### Reading passage
▼

On Wednesday, a statement from the University Hospitals of Leicester NHS Trust came detailing the case of the first baby in the United Kingdom who survived being born with its hear outside its body. This is something quite particular, not every child has the opportunity even to be born when it’s suffering from the congenital condition called ectopia cordis.
When doctors realized that the girl was coming with the organ outside her body, they decided that Vanellope Hope Wilkins – named after the Disney princess – had to be delivered several weeks premature.
This same year, on November 22, the mother underwent Cesarean section, and the baby was immediately put in sterile plastic to protect her heart. The most interesting thing is that the organ, although it was not in the place where it was supposed to, was still beating.
The daughter of Dean Wilkins, 43, and Naomi Findlay, 31, had to pass through three different surgeries to put her heart inside her chest and, at least, have a tiny possibility to live. Fortunately, the team of 50 doctors did a great job, and now the three-week-old baby girl is resting and recovering in her house at Bulwell, Nottinghamshire.
Some experts – including the consultant cardiologist – said they have not seen or known about another baby who survives after being born with this condition. The majority of babies diagnosed with ectopia cordis born already death. Those who make it tend to die in the next few hours.
Doctors at first advised the parents “termination” was their only option. However, they decided to leave the childbirth naturally and to stay vigilant throughout all the pregnancy.
“I deal with babies with heart problems all the time, some of them very complicated,” said consultant in pediatric cardiology at Glenfield Hospital, Dr. Frances Bu’Lock. “This is only the second case in 30 years that I’ve seen this particular condition, it’s extremely rare. Vanellope is the first baby to survive this operation in the UK.”
A special outfit in case she died
The mother of Vanellope said she “burst into tears” when doctors informed her about her daughter’s condition. When she and her husband did the research, they both couldn’t “physically look it” due to all the problems the ectopia cordis causes.
Wilkins said that none of them understood what was happening with their girl at the moment they learned about the condition. When they saw the scan, the father said he thought her daughter looked like a “little hamster with a hat on.”

▲

### Extracted information
▼

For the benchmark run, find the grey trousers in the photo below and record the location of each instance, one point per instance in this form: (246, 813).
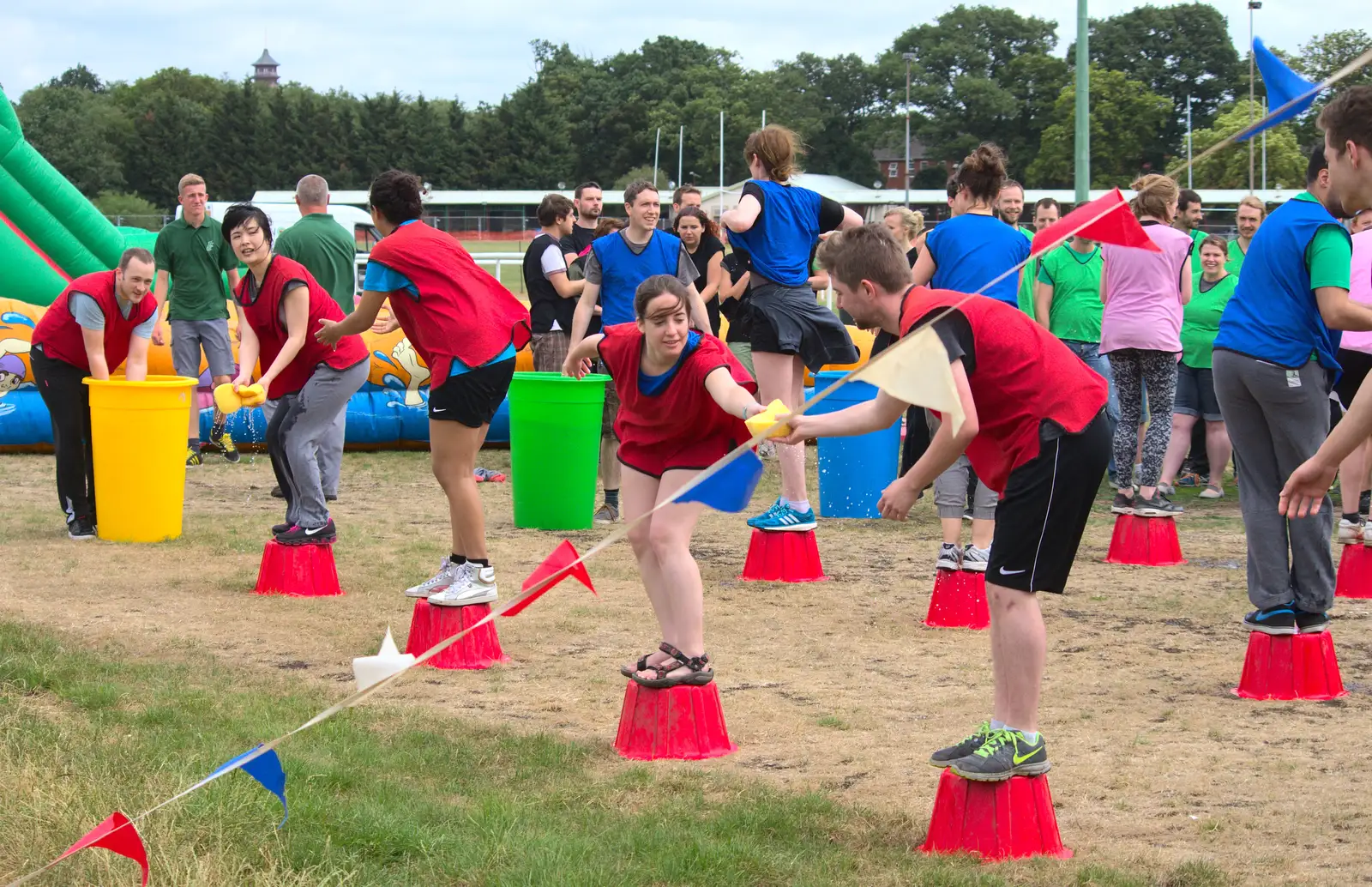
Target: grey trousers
(1278, 419)
(329, 455)
(294, 436)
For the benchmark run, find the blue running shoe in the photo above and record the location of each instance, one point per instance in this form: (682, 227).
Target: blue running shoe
(784, 518)
(1279, 619)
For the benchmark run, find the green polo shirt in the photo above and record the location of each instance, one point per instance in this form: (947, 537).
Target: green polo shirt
(327, 250)
(196, 258)
(1074, 313)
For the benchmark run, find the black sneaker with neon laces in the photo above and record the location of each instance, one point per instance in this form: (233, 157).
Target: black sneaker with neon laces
(1005, 754)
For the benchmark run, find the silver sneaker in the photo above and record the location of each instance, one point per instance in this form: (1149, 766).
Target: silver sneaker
(976, 559)
(475, 585)
(445, 577)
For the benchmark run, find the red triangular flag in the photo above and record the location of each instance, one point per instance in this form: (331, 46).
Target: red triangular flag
(556, 567)
(117, 835)
(1104, 220)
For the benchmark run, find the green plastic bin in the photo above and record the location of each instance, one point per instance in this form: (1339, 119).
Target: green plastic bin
(555, 450)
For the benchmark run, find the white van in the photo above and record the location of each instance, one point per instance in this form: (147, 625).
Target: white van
(286, 214)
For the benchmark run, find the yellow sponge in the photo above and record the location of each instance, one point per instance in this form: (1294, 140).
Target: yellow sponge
(759, 423)
(226, 398)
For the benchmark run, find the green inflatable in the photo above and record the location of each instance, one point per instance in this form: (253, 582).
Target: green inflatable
(48, 232)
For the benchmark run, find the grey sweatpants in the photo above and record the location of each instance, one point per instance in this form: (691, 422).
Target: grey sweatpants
(294, 436)
(329, 455)
(1278, 419)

▲

### Task requirements
Could you continue the news report about the baby born with her heart outside her body, starting right after its final sentence?

### Result of the exercise
The mother took the news so bad that the only way she believed she could deal with it was preparing for “the worst.” The day of the cesarean, Findlay said Tuesday in a statement that she had “brought an outfit to the hospital that she could wear if she died.”
When the day of the childbirth arrived, they were told that the first 10 minutes were crucial because she would show her ability to breathe. At the moment she came out, Findlay said she felt “relief” when she heard the baby girl crying.
The father, Dean, said that the first “twenty minutes” were “joyful and teary” because the only thing Vanellope did was “shouting her head off.”
Naomi continued the statement saying that she “genuinely didn’t think” that her baby was going to survive, and ended thanking the staff at Glenfield who was “amazing.”
“At around 50 minutes of age, it was felt that Vanellope was stable enough to be transferred back to the main theatre, where she had been born, to the waiting anaesthetists, congenital heart disease and paediatric surgical teams who began the task of putting her entire heart back inside her chest,” said consultant neonatologist, Jonathan Cusack.
The heart fit by itself
Doctors had to take the baby girl to the pediatric intensive care unit after she was born. In here, she stayed for several weeks until she became stronger and bigger.
The experts said they needed to wait for her heart to be placed inside her chest, and to be covered with her skin.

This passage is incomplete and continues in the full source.